* Given passage:
..............................

Pak Thok subdistrict is home to the following active temples, where Theravada Buddhism is practised by local residents:

| Temple name | Thai | Location |
|---|---|---|
| Wat Phai Khom Rattanaram | วัดไผ่ค่อมรัตนาราม | Moo1 |
| Wat Pa Sak | วัดป่าสัก | Moo2 |
| Wat Saeng Dao | วัดแสงดาว | Moo6 |
| Wat Tha Tharut | วัดท่าทรุด | Moo7 |

==Economy==
The following companies play a role in the employment service:
- CPAC - Moo4
- NBTC office 33 - Moo7

==Education==
The following schools are located in Pak Thok subdistrict.
- Wat Phai Khom school - Moo1
- Pak Thok child development center - Moo5

==Healthcare==
There is Pak Thok health-promoting hospital in Moo6.

==Transport==
===Roads===
- Highway 126, Phitsanulok bypass road
- National road 1086, Phitsanulok-Wat Bot/Phrom Phiram route
===Railway===
Ban Tum railway station is in Pak Thok subdistrict - Moo1. In 2019 there were sold 282 tickets!

==Electricity==
All households in Pak Thok subdistrict have access to the electricity grid of Provincial Electricity Authority (PEA).

..............................

* Supplied records:
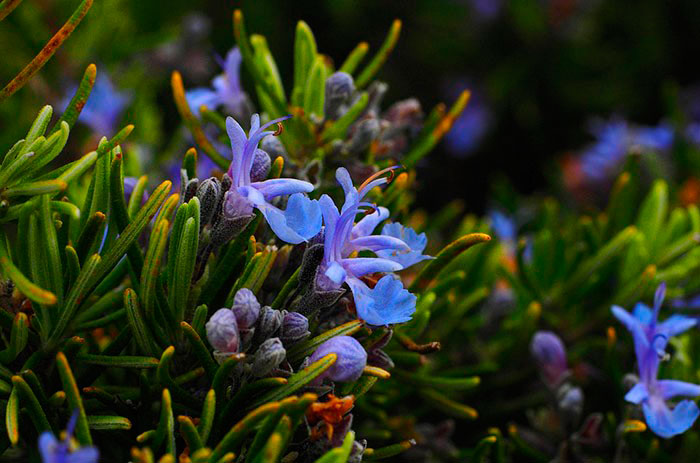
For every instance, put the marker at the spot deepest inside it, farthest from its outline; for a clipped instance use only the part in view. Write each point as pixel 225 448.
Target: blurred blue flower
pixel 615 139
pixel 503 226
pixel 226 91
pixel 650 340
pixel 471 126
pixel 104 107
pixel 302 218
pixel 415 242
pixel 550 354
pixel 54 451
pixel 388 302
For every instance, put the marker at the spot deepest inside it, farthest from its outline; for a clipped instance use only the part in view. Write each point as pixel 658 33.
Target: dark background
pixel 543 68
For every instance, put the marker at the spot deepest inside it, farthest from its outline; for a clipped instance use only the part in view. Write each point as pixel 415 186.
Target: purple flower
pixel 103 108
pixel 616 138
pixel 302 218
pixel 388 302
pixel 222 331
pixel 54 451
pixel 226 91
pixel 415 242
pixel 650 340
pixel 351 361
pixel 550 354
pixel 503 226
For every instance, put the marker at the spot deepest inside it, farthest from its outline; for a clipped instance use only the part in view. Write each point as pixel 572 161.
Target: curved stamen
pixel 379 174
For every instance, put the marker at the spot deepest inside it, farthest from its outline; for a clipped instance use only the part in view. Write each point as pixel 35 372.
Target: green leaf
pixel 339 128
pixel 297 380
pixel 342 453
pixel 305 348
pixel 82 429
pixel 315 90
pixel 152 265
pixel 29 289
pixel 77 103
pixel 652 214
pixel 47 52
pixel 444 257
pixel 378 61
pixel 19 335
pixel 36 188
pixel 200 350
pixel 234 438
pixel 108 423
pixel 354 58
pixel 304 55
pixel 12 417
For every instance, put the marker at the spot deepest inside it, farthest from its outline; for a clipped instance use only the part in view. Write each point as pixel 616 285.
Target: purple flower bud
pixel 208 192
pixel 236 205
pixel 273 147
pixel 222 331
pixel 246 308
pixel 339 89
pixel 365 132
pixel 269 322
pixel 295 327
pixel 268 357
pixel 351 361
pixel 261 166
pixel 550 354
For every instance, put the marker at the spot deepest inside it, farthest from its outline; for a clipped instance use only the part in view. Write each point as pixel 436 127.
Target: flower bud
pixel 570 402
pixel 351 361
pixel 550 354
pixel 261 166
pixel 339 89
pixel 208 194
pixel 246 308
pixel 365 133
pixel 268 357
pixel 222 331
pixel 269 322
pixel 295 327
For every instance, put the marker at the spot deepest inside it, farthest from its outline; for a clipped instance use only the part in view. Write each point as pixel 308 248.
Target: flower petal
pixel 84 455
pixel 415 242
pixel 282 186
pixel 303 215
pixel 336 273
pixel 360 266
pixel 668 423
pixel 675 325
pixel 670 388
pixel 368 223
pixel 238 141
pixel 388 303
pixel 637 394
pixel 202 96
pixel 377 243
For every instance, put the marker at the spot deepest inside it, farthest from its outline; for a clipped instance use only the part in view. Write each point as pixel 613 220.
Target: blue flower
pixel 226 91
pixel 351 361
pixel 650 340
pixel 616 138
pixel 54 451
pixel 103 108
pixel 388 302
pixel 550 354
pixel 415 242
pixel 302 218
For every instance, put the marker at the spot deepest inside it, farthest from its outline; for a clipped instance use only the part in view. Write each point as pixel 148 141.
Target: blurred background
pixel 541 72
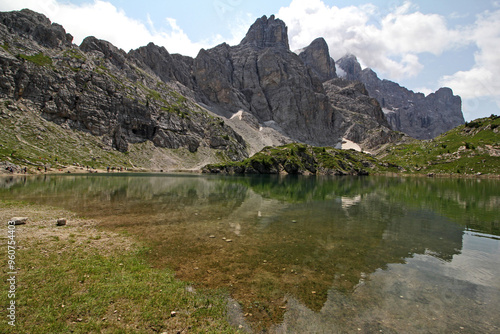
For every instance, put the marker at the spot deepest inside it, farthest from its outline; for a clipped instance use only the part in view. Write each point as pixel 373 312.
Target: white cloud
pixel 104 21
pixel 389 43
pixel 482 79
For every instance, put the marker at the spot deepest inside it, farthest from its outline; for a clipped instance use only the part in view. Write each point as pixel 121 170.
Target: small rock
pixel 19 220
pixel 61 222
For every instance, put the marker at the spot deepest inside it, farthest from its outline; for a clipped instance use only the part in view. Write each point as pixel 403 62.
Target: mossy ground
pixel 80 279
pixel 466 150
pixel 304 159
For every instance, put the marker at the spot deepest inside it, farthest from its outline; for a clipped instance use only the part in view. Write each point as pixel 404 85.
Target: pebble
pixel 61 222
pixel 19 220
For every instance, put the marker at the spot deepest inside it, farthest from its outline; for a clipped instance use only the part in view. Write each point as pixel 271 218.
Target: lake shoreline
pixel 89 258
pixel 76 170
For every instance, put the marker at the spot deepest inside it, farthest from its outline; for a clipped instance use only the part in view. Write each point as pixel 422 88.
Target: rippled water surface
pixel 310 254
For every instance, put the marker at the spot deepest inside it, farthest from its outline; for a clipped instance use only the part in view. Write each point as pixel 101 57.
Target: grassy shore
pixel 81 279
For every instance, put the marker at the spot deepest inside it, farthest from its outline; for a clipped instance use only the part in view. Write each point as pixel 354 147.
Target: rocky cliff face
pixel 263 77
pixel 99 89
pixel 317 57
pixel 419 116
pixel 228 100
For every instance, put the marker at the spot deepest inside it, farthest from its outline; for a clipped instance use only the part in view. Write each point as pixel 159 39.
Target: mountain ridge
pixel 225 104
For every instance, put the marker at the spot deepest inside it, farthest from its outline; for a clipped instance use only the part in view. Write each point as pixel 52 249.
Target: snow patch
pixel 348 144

..............................

* Required tasks:
A. According to the Pak Thok subdistrict text, in which Moo is the Pak Thok health-promoting hospital?
B. Reproduce the part of the Pak Thok subdistrict text starting with "- Wat Phai Khom" and going on through "sold 282 tickets!".
The listing is separate material with no connection to the Pak Thok subdistrict text.

* Expected results:
A. Moo6

B.
- Wat Phai Khom school - Moo1
- Pak Thok child development center - Moo5

==Healthcare==
There is Pak Thok health-promoting hospital in Moo6.

==Transport==
===Roads===
- Highway 126, Phitsanulok bypass road
- National road 1086, Phitsanulok-Wat Bot/Phrom Phiram route
===Railway===
Ban Tum railway station is in Pak Thok subdistrict - Moo1. In 2019 there were sold 282 tickets!